(Beginning of STUDY TEXT)

GOVT ‘WILL HAVE TO MAKE NIB DECISION’: Minister insists all options are being considered over fund

By LEANDRA ROLLE

Tribune Staff Reporter

lrolle@tribunemedia.net

MYLES Laroda, Minister of State with responsibility for the National Insurance Board, said yesterday the government will have to make a decision next year concerning the state of NIB’s fund, which he says remains on target to lose about $70m this year.

In the meantime, he said the government will continue considering its options on how it can ensure the fund’s sustainability.

These options include cutting back on costs or raising revenue or doing both, he added.

“The fund is no better, or no worse than the last time we spoke,” Mr Laroda told reporters when asked for an update on the agency’s financial position before yesterday’s Cabinet meeting.

“The government is going to have to make a decision in the upcoming year as to what its position is going to be as we move forward as it relates to the increase. I think the fund is on pace to lose around $70m plus this year, that’s about $6m a month.”

 “And in the upcoming year, even though there’s no projected improvement in revenues, it’s still not gonna make up that black hole so notwithstanding the economy just opening up and businesses may be doing a bit better, there is still tough times in our community, but that decision will have to be made and it’s being considered.

 “We just don’t have a date yet for informing the public on what the decision is going to be.”

 The Tribune has previously reported about the dire straits of the fund over the years.

 Most recently, this newspaper exclusively reported in April that the 11th actuarial review of the National Insurance Board predicted the fund could be depleted by 2028.

 That report had reduced the fund’s potential depletion timeline by one year, as the 10th review had made a prediction of 2029.

 It also recommended NIB to increase the contribution rate by two percent and continue increases every two years until 2036.

 Yesterday, Mr Laroda reiterated that the report’s findings will play a big factor in the government’s decision regarding NIB.

 “The 11th actuarial report in repeating the other actuarial report is stating the dire state of the fund, which is predicted to run out in about six years and so that has to be heavily on the government with regards to making this decision,” he continued.

 “If there is a collapse of it, those funds for people who would have paid in for 40 years, those funds will have to come from somewhere, some form of tax revenue. So, hopefully we have this matter resolved in the not-too-distant future.”

 The current state of the fund has led some observers to believe that the government plans to increase NIB contribution rates next year, especially considering the increase of the national minimum wage.

 Asked about this yesterday, Mr Laroda could not say, only telling reporters that a decision would have to be made by the government.

 “Either we’re going to cut costs or we’re going to raise revenue or a combination of both,” he added. “And so, I can’t see the government at this time reducing the amount of benefits, but again, that’s just not my decision to make. That’s one for the full government to make and hopefully that will come shortly.”

 After COVID hit in 2020, NIB paid out more than $100m in unemployment benefits to support thousands of Bahamians who were laid off during the health crisis.

 Once NIB’s 13 weeks of payments stopped, the government introduced its own COVID unemployment programme to provide further income support to jobless Bahamians.

 More than $200m was spent on the unemployment benefit scheme by the government at end-September 2021.

 The number of benefits paid out over the years has left NIB reserves in a state of decline.

 This is because payments have exceeded the incoming contributions since 2016, NIB had previously said.

(End of STUDY TEXT)
(Beginning of GIVEN ENTRIES)

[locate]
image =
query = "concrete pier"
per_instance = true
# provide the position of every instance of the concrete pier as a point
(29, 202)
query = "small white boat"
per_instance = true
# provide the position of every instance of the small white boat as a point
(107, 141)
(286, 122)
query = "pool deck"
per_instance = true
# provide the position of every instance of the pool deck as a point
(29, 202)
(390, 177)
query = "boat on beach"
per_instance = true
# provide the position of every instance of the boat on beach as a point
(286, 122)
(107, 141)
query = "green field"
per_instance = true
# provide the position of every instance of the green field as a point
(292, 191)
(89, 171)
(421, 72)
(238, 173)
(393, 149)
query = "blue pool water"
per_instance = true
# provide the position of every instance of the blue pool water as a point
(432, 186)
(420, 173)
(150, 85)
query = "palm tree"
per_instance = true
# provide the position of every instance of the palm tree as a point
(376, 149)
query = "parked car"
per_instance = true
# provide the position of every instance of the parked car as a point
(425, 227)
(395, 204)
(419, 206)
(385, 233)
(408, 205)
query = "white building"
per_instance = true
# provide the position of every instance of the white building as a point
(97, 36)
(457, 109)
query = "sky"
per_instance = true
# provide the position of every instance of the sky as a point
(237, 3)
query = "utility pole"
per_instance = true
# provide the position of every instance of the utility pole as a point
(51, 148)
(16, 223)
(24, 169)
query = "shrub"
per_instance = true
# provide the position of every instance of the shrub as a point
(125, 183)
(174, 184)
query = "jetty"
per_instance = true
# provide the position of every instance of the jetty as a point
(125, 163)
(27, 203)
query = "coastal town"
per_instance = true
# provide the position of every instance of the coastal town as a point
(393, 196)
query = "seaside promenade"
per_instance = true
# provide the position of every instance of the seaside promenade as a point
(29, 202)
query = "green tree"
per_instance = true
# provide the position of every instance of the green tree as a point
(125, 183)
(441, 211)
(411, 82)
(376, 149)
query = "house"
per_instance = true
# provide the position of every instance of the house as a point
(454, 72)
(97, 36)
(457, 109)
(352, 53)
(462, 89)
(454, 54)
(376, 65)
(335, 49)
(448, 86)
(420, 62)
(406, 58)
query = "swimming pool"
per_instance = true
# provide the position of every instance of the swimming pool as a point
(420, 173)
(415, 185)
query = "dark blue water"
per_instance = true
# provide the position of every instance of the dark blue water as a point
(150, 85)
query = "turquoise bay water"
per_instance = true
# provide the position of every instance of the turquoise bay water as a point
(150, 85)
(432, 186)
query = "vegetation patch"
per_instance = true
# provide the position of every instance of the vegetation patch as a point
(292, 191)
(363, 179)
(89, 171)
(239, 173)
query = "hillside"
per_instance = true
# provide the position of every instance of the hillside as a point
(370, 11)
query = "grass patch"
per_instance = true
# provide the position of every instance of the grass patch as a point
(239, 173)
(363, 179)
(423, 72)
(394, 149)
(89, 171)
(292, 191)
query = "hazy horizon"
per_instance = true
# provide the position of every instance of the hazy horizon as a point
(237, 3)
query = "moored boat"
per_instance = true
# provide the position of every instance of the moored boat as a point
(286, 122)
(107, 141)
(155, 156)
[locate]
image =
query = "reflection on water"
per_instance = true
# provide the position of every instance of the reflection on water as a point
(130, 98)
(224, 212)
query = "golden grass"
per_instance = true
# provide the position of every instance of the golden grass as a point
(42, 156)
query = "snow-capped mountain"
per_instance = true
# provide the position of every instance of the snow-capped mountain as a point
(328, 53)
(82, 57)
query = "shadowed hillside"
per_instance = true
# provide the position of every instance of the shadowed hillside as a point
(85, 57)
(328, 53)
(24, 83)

(End of GIVEN ENTRIES)

## [REQUIREMENT 1]
In the article on the National Insurance Board fund, by what year did the 11th actuarial review predict the fund could be depleted?
## [REQUIREMENT 2]
Translate this sentence from the article on the National Insurance Board fund into Spanish: "The number of benefits paid out over the years has left NIB reserves in a state of decline."

## [YOUR RESPONSE 1]
2028

## [YOUR RESPONSE 2]
La cantidad de prestaciones pagadas a lo largo de los años ha dejado las reservas del NIB en un estado de declive.